*** PROVIDED DATA ***

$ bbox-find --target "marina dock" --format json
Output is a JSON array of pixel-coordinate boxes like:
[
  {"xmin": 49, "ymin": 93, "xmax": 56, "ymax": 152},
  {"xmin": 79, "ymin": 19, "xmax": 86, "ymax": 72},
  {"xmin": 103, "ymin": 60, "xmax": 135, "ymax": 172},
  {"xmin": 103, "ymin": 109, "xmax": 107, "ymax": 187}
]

***

- **WHAT YOU ARE ASKED TO DO**
Write out the listing above line for line, without changing a single character.

- **WORKED ANSWER**
$ bbox-find --target "marina dock" --format json
Output is a JSON array of pixel-coordinate boxes like:
[
  {"xmin": 49, "ymin": 93, "xmax": 56, "ymax": 152},
  {"xmin": 79, "ymin": 19, "xmax": 86, "ymax": 72},
  {"xmin": 103, "ymin": 60, "xmax": 135, "ymax": 172},
  {"xmin": 103, "ymin": 109, "xmax": 107, "ymax": 187}
]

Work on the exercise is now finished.